> GIVEN REQUEST:
Return each line of the material below that contains the string "window".
══ EXERCISE MATERIALS ══
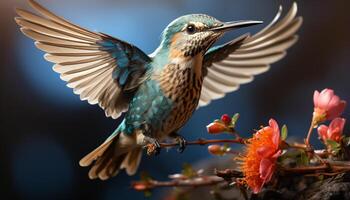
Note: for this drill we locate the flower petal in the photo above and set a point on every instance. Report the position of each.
(276, 132)
(322, 132)
(266, 169)
(336, 110)
(324, 98)
(316, 98)
(265, 152)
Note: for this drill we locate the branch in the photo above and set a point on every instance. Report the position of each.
(202, 141)
(191, 182)
(328, 167)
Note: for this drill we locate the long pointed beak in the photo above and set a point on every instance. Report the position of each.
(226, 26)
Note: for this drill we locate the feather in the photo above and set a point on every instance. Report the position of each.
(227, 66)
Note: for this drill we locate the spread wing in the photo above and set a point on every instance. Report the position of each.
(227, 66)
(101, 69)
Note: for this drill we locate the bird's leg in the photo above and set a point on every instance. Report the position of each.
(180, 139)
(148, 140)
(155, 148)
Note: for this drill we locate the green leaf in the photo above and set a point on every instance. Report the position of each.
(346, 141)
(234, 119)
(284, 132)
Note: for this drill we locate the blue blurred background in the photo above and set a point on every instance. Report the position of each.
(46, 129)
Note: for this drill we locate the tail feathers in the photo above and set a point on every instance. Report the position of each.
(110, 157)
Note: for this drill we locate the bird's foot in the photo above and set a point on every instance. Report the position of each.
(181, 141)
(153, 146)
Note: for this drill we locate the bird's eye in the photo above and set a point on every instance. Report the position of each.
(190, 29)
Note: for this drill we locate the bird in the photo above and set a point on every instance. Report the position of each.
(156, 93)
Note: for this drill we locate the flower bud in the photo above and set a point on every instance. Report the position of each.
(216, 127)
(333, 132)
(327, 106)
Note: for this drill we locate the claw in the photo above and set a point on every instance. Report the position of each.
(182, 143)
(153, 146)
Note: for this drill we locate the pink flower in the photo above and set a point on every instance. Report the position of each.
(216, 127)
(226, 119)
(333, 132)
(327, 106)
(216, 150)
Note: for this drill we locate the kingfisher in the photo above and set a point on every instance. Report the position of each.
(159, 92)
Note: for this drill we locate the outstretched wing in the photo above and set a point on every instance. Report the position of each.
(101, 69)
(227, 66)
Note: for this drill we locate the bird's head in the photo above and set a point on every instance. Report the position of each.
(192, 34)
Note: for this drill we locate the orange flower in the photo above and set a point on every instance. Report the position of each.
(260, 157)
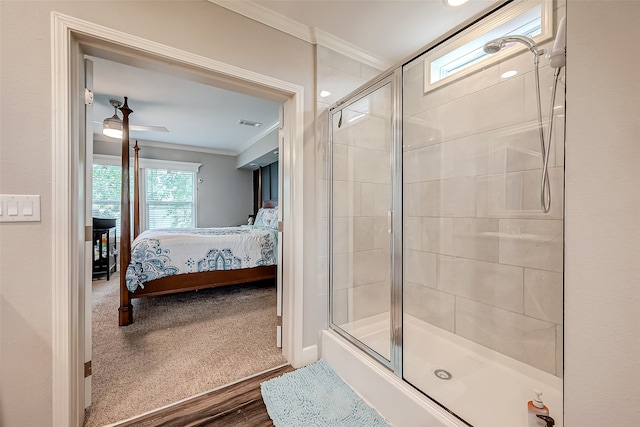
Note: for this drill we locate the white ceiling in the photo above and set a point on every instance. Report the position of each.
(200, 115)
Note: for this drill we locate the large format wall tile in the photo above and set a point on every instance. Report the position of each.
(430, 305)
(487, 282)
(531, 243)
(529, 340)
(543, 295)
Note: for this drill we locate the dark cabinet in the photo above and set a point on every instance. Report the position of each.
(104, 247)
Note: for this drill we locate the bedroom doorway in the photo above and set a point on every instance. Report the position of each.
(183, 342)
(74, 40)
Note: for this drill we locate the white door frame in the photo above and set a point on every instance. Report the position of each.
(69, 34)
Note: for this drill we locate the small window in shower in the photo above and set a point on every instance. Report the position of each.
(464, 56)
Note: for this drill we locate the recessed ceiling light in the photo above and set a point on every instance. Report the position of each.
(249, 123)
(454, 3)
(508, 74)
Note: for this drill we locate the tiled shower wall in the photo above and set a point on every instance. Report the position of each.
(340, 75)
(481, 259)
(361, 202)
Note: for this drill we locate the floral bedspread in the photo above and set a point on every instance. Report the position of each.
(166, 252)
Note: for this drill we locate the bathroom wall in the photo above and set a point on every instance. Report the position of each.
(481, 258)
(339, 75)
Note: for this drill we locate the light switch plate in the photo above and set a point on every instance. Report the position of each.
(19, 208)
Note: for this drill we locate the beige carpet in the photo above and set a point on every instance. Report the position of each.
(178, 346)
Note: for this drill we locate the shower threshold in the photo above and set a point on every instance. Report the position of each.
(485, 387)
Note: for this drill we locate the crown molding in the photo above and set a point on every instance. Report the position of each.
(273, 126)
(339, 45)
(259, 13)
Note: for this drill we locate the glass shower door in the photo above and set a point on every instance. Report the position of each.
(360, 218)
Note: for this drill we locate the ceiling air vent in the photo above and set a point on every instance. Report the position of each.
(249, 123)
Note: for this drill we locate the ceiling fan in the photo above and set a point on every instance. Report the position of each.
(112, 126)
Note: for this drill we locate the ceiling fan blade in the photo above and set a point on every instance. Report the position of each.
(143, 128)
(148, 128)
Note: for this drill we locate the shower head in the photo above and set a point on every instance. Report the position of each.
(494, 46)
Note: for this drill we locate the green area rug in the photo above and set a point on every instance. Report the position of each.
(316, 396)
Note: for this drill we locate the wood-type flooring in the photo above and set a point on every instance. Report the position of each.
(236, 405)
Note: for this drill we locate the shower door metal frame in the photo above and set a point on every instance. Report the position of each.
(394, 79)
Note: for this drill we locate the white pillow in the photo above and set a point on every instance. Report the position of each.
(274, 220)
(264, 216)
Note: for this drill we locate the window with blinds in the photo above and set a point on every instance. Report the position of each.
(169, 198)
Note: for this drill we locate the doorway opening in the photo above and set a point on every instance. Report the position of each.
(73, 39)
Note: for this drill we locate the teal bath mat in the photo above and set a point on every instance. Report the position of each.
(316, 396)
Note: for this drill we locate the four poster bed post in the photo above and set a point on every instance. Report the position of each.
(170, 283)
(125, 313)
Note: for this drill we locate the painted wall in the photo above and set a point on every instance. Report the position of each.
(26, 161)
(602, 238)
(225, 195)
(602, 281)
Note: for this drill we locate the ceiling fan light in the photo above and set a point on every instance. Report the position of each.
(112, 127)
(454, 3)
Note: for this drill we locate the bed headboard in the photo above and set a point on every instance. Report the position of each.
(270, 203)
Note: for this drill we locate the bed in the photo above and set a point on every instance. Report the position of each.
(160, 262)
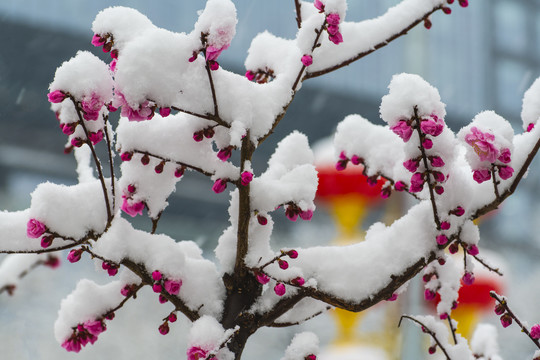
═══
> EXERCISE ANSWER:
Note: for this drill we locate the small window in shower in the photo above and set a point on every instance. Report the position of each.
Note: for this drill we locate the window with blinds in the photo above and set a point on every instance. Report the position of each.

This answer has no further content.